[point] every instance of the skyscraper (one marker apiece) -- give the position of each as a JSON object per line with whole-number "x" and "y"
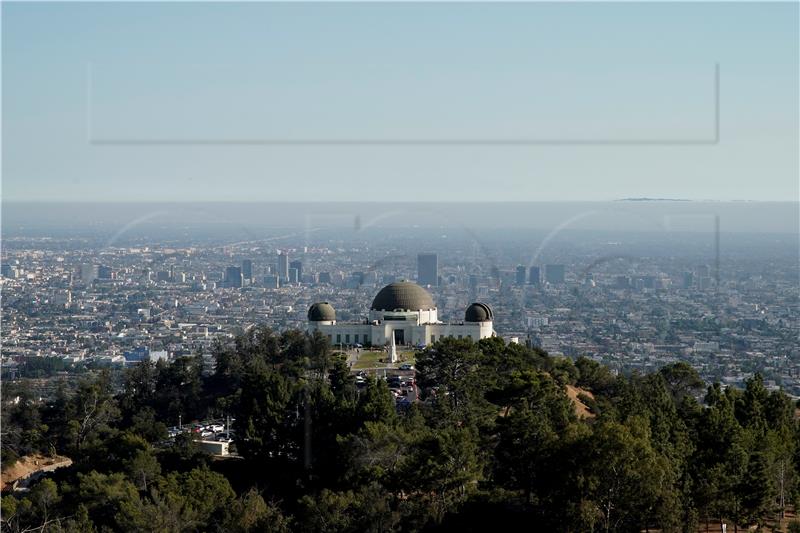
{"x": 233, "y": 277}
{"x": 88, "y": 273}
{"x": 554, "y": 274}
{"x": 520, "y": 279}
{"x": 428, "y": 269}
{"x": 534, "y": 276}
{"x": 247, "y": 269}
{"x": 283, "y": 266}
{"x": 297, "y": 265}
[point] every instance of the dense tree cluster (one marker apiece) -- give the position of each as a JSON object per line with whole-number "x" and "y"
{"x": 494, "y": 443}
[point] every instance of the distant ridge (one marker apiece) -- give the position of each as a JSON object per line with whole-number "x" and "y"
{"x": 645, "y": 199}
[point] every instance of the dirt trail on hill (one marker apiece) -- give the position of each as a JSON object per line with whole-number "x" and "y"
{"x": 580, "y": 408}
{"x": 29, "y": 465}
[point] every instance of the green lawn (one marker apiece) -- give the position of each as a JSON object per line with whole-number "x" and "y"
{"x": 369, "y": 359}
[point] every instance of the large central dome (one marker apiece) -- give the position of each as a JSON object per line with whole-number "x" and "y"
{"x": 403, "y": 295}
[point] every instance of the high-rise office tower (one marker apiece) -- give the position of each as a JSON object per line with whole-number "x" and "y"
{"x": 428, "y": 269}
{"x": 297, "y": 265}
{"x": 520, "y": 279}
{"x": 88, "y": 273}
{"x": 554, "y": 274}
{"x": 233, "y": 277}
{"x": 247, "y": 269}
{"x": 283, "y": 266}
{"x": 534, "y": 276}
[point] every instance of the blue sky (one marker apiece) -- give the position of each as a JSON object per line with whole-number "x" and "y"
{"x": 102, "y": 101}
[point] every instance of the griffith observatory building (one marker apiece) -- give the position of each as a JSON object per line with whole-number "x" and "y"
{"x": 405, "y": 310}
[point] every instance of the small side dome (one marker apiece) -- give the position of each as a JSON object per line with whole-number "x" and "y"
{"x": 478, "y": 312}
{"x": 321, "y": 312}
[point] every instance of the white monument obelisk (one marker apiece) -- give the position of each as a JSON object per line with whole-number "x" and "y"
{"x": 392, "y": 351}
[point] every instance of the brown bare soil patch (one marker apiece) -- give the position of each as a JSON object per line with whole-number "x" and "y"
{"x": 581, "y": 410}
{"x": 29, "y": 464}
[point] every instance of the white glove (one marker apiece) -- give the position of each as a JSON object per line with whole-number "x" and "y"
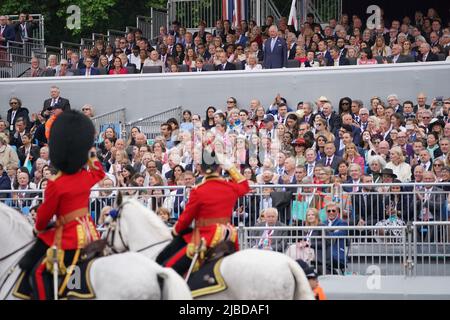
{"x": 224, "y": 161}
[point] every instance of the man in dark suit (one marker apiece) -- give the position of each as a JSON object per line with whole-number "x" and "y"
{"x": 330, "y": 159}
{"x": 397, "y": 57}
{"x": 333, "y": 120}
{"x": 24, "y": 29}
{"x": 89, "y": 70}
{"x": 270, "y": 239}
{"x": 254, "y": 47}
{"x": 275, "y": 50}
{"x": 22, "y": 153}
{"x": 15, "y": 112}
{"x": 336, "y": 58}
{"x": 199, "y": 66}
{"x": 6, "y": 32}
{"x": 425, "y": 54}
{"x": 224, "y": 64}
{"x": 55, "y": 99}
{"x": 336, "y": 245}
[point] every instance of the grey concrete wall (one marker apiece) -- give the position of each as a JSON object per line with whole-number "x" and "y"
{"x": 148, "y": 94}
{"x": 385, "y": 288}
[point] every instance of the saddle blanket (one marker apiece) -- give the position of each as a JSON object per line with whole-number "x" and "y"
{"x": 207, "y": 280}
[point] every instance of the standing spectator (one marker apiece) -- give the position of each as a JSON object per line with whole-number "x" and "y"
{"x": 335, "y": 245}
{"x": 275, "y": 50}
{"x": 17, "y": 112}
{"x": 398, "y": 165}
{"x": 35, "y": 69}
{"x": 270, "y": 239}
{"x": 118, "y": 67}
{"x": 55, "y": 100}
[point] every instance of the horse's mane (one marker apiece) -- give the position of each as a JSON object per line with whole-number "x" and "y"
{"x": 156, "y": 224}
{"x": 17, "y": 222}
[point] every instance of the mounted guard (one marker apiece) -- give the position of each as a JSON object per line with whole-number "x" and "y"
{"x": 64, "y": 225}
{"x": 210, "y": 207}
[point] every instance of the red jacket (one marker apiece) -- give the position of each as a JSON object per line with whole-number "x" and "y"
{"x": 63, "y": 195}
{"x": 215, "y": 198}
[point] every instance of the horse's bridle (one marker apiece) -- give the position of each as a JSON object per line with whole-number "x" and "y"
{"x": 116, "y": 214}
{"x": 14, "y": 266}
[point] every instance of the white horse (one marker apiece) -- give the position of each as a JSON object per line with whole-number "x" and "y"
{"x": 128, "y": 276}
{"x": 249, "y": 274}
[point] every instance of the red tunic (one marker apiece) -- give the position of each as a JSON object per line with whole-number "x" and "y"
{"x": 215, "y": 198}
{"x": 63, "y": 195}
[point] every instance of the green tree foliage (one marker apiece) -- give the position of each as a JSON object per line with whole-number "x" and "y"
{"x": 96, "y": 15}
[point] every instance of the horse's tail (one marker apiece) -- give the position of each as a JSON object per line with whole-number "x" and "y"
{"x": 173, "y": 286}
{"x": 302, "y": 288}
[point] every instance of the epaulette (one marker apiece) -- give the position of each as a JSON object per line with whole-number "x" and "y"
{"x": 56, "y": 176}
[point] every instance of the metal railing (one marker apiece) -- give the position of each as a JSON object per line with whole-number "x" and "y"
{"x": 323, "y": 10}
{"x": 189, "y": 13}
{"x": 345, "y": 250}
{"x": 114, "y": 34}
{"x": 150, "y": 126}
{"x": 38, "y": 33}
{"x": 354, "y": 250}
{"x": 65, "y": 46}
{"x": 115, "y": 119}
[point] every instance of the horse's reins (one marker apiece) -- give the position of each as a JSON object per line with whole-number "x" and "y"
{"x": 113, "y": 233}
{"x": 12, "y": 269}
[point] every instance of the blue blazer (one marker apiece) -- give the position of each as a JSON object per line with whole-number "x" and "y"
{"x": 94, "y": 72}
{"x": 276, "y": 58}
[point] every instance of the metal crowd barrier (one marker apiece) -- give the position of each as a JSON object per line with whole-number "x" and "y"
{"x": 356, "y": 250}
{"x": 115, "y": 119}
{"x": 39, "y": 18}
{"x": 150, "y": 126}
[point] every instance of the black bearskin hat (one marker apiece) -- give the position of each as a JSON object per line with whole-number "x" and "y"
{"x": 71, "y": 138}
{"x": 210, "y": 164}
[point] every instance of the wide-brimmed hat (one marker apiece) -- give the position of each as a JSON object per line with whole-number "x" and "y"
{"x": 388, "y": 172}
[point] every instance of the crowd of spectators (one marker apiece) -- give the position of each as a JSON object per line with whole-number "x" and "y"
{"x": 321, "y": 145}
{"x": 247, "y": 46}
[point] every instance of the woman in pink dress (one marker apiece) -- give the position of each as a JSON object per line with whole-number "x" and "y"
{"x": 366, "y": 57}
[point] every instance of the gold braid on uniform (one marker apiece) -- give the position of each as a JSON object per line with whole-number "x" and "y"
{"x": 235, "y": 175}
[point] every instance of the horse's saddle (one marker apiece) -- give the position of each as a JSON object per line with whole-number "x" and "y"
{"x": 76, "y": 286}
{"x": 208, "y": 279}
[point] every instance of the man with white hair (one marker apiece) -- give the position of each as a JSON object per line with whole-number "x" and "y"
{"x": 63, "y": 69}
{"x": 425, "y": 53}
{"x": 275, "y": 50}
{"x": 270, "y": 239}
{"x": 394, "y": 103}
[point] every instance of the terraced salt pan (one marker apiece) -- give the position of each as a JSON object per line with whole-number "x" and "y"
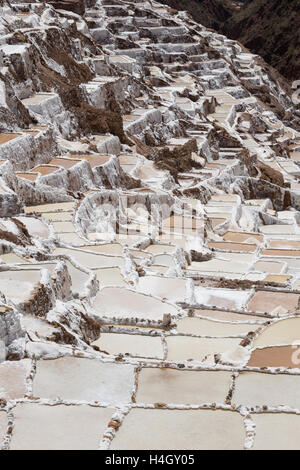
{"x": 3, "y": 426}
{"x": 183, "y": 348}
{"x": 269, "y": 267}
{"x": 221, "y": 298}
{"x": 4, "y": 138}
{"x": 282, "y": 332}
{"x": 277, "y": 431}
{"x": 37, "y": 328}
{"x": 164, "y": 260}
{"x": 84, "y": 379}
{"x": 228, "y": 246}
{"x": 110, "y": 277}
{"x": 80, "y": 427}
{"x": 61, "y": 206}
{"x": 18, "y": 285}
{"x": 197, "y": 326}
{"x": 228, "y": 316}
{"x": 78, "y": 277}
{"x": 257, "y": 389}
{"x": 45, "y": 170}
{"x": 242, "y": 237}
{"x": 63, "y": 226}
{"x": 277, "y": 279}
{"x": 57, "y": 216}
{"x": 276, "y": 356}
{"x": 13, "y": 379}
{"x": 123, "y": 303}
{"x": 11, "y": 258}
{"x": 174, "y": 386}
{"x": 217, "y": 266}
{"x": 161, "y": 249}
{"x": 28, "y": 176}
{"x": 172, "y": 289}
{"x": 91, "y": 260}
{"x": 108, "y": 248}
{"x": 273, "y": 302}
{"x": 64, "y": 162}
{"x": 188, "y": 429}
{"x": 71, "y": 239}
{"x": 135, "y": 345}
{"x": 35, "y": 227}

· · ·

### Exercise aim
State how many lines of the data above contain the word "metal". Reply with the number alone.

### Solution for this exercise
2